■ Requirement 1: According to the beehive winterization text, what winter losses are beekeepers in Minnesota experiencing?
■ Requirement 2: Quote the beehive winterization text between "With the help" and "save critical pollinators.", inclusive.
■ Requirement 3: Extend the beehive winterization text, picking up after its final sentence.

Every winter, beekeepers in Minnesota are experiencing 50-60% losses. Peggy DeSanto did an extensive review of the scientific studies, and the research shows that managing both cold and moisture greatly improve honey bee survival. A common beekeeping practice is to eliminate moisture by creating openings to ventilate the moisture out of the hive. However, a major drawback to ventilation is significant heat loss. The research shows that another potential benefit to keeping moisture in the hive is a reduction in parasites and diseases.
With the help of many experts, Peggy created an innovative, science-based system utilizing high-tech materials to minimize heat loss. The design is unique in that it controls where the moisture condenses, it does not seek to eliminate it. The project proposal is to perform a controlled study comparing this winterization system with the current, widely used system used by beekeepers. If this new approach to winterization is shown to be more effective, this will lead to a significant paradigm shift in how beekeepers winterize their hives. If successful at improving winter survival and bee health, beekeepers will reduce costs associated with colony loss, increase income from honey and bee sales, as well as save critical pollinators.

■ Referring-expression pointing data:
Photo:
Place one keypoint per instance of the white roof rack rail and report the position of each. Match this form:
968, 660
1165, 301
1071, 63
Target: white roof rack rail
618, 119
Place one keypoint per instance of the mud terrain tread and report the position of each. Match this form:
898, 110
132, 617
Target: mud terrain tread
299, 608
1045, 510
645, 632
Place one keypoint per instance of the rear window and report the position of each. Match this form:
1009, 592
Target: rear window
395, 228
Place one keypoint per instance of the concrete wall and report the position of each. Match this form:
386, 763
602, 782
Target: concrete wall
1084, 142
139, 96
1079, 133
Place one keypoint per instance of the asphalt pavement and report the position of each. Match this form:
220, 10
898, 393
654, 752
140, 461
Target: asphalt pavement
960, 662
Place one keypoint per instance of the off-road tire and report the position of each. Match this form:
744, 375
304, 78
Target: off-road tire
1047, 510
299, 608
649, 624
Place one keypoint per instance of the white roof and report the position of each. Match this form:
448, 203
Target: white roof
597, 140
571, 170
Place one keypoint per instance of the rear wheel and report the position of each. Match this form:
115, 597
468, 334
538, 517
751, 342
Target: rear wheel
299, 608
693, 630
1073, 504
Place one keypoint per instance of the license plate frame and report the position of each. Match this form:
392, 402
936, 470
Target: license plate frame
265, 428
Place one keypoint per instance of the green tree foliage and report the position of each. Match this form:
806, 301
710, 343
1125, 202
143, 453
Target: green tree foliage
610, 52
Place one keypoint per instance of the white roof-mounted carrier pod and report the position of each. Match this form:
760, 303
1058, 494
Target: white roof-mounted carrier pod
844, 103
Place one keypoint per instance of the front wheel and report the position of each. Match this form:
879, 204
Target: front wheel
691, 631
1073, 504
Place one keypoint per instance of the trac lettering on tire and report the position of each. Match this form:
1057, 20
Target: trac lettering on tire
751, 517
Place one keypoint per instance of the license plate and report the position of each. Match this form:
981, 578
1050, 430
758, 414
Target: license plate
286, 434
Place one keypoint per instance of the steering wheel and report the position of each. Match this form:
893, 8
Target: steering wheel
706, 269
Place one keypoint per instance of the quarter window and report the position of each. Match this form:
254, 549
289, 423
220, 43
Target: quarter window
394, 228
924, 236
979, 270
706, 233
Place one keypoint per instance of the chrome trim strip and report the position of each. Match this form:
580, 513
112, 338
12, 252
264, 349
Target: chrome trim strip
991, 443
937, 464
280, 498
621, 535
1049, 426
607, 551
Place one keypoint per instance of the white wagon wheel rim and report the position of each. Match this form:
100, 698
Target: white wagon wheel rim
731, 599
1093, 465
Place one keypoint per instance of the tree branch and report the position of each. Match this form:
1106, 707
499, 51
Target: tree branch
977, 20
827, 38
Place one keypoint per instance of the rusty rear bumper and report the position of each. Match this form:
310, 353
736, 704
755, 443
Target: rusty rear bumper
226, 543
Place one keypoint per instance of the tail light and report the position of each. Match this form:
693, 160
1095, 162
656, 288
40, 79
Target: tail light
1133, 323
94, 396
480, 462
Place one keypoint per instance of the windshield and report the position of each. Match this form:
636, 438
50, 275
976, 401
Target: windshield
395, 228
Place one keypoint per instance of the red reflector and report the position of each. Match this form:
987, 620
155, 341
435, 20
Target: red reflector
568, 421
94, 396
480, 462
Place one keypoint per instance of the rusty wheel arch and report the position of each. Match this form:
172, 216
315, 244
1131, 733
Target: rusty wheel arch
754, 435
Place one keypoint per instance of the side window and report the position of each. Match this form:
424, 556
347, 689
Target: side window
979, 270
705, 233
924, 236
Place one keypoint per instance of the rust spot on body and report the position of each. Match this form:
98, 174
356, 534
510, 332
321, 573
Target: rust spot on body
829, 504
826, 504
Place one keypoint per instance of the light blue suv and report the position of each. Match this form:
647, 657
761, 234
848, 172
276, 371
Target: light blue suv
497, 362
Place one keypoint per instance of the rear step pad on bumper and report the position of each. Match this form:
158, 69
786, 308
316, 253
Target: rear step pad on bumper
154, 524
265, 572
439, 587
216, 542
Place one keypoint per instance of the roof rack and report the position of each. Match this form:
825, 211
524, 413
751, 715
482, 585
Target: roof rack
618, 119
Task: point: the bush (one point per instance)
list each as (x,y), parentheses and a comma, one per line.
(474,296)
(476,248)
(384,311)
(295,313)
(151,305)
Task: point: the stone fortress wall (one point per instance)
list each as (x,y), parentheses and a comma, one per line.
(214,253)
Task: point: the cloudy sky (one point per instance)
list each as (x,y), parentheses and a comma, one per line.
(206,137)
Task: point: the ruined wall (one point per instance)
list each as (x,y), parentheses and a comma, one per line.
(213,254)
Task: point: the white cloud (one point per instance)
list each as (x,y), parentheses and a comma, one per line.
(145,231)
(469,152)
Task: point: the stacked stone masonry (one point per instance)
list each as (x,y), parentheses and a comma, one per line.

■ Exercise answer 1: 50-60% losses every winter.

■ Exercise answer 2:
With the help of many experts, Peggy created an innovative, science-based system utilizing high-tech materials to minimize heat loss. The design is unique in that it controls where the moisture condenses, it does not seek to eliminate it. The project proposal is to perform a controlled study comparing this winterization system with the current, widely used system used by beekeepers. If this new approach to winterization is shown to be more effective, this will lead to a significant paradigm shift in how beekeepers winterize their hives. If successful at improving winter survival and bee health, beekeepers will reduce costs associated with colony loss, increase income from honey and bee sales, as well as save critical pollinators.

■ Exercise answer 3:
Project objectives from proposal:
1. Perform a study where a new bee hive winterization system is installed on 50 hives and then compared with a control group of 50 hives to determine its impact on honey bee survival, bee health and honey consumption.
2. Perform a study to compare how the new winterization system affects the temperature and humidity in the hives compared to the control hives.
3. Quantify the amount of labor and financial savings that the new winterization system can provide for beekeepers.
4. Share the results by utilizing social media, publishing in bee journals and presenting at bee clubs.